● **DIRECTIVE 1**: Pull out every line of the records below that contains the string "dark", treating uppercase and lowercase as different.

● **TEXT SHOWN**:
>> begin
The number of shares of Stock earned will be determined by first applying the relative Revenue Performance ranking to the Relative Ranking Pay Out Table to yield the Revenue Performance Pay Out Multiplier. This Multiplier will then be applied
against the number of shares covered by the Revenue Share Unit to arrive at the number of shares of Stock earned with respect to the Revenue Share Unit. Twenty-five percent (25%) of the shares of Stock earned with respect to the Revenue Share
Unit will be issued to the undersigned in 2008. In particular, such shares of Stock will be issued no later than five (5) business days after completion of the calculation described above. One third of the remaining 75% of such shares shall
vest and be issued on each of the final three vesting dates specified in paragraph 1.7 above, provided that the undersigned is then, and since the date of grant has continuously been, employed by the Company or its subsidiaries.
>> end
● **DIRECTIVE 2**: Extract the whole text on Revenue Share Unit stock above and reproduce it word for word.

Rows from a dataset
>> begin
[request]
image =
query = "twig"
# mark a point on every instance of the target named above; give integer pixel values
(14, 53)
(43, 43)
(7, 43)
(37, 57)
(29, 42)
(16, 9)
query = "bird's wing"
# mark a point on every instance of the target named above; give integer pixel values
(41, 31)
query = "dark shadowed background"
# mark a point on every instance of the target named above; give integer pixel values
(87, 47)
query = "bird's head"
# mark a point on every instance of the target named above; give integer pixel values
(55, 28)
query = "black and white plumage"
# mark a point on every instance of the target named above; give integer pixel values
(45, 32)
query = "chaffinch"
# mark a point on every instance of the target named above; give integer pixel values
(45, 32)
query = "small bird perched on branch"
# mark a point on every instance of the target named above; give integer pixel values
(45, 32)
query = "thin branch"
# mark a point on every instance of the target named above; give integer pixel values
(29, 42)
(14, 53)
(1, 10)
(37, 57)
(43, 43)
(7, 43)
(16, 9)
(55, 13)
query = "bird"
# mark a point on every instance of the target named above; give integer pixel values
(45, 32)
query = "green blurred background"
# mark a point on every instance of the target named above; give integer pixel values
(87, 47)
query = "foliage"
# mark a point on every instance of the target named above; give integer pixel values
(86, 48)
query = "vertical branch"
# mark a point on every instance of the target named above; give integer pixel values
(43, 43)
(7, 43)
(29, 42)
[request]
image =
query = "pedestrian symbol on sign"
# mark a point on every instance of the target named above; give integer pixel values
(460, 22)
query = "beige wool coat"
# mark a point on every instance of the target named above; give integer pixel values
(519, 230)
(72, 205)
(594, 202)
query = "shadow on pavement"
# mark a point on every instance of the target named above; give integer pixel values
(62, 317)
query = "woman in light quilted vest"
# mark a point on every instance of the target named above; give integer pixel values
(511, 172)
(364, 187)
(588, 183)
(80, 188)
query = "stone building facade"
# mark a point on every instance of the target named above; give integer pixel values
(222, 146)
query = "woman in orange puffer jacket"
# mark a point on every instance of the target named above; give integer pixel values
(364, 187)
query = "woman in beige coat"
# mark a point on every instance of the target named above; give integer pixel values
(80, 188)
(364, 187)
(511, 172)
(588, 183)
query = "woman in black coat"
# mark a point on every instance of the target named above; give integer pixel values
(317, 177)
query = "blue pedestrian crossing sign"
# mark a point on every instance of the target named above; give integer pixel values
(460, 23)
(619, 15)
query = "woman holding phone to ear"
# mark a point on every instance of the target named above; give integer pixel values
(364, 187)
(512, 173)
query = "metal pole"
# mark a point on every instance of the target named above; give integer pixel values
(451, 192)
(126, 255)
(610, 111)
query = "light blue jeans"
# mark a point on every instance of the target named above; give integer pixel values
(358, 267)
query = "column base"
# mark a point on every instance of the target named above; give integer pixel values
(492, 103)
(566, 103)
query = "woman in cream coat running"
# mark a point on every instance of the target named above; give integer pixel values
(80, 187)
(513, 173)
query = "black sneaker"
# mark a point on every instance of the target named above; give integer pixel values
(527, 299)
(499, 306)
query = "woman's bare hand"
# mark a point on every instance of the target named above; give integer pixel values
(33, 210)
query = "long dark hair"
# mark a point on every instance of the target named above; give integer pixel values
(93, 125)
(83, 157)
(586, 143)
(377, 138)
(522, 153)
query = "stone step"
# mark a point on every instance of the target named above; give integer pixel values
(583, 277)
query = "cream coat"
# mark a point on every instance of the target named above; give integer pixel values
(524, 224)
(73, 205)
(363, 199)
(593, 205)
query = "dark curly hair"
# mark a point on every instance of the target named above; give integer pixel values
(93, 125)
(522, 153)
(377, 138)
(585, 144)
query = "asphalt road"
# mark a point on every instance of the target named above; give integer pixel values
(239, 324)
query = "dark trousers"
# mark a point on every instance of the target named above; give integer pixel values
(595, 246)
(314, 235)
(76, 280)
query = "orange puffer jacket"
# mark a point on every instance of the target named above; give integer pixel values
>> end
● **FULL SOLUTION 1**:
query = "dark shadowed background"
query = "long dark hair"
query = "dark curly hair"
query = "dark trousers"

● **FULL SOLUTION 2**:
The number of shares of Stock earned will be determined by first applying the relative Revenue Performance ranking to the Relative Ranking Pay Out Table to yield the Revenue Performance Pay Out Multiplier. This Multiplier will then be applied
against the number of shares covered by the Revenue Share Unit to arrive at the number of shares of Stock earned with respect to the Revenue Share Unit. Twenty-five percent (25%) of the shares of Stock earned with respect to the Revenue Share
Unit will be issued to the undersigned in 2008. In particular, such shares of Stock will be issued no later than five (5) business days after completion of the calculation described above. One third of the remaining 75% of such shares shall
vest and be issued on each of the final three vesting dates specified in paragraph 1.7 above, provided that the undersigned is then, and since the date of grant has continuously been, employed by the Company or its subsidiaries.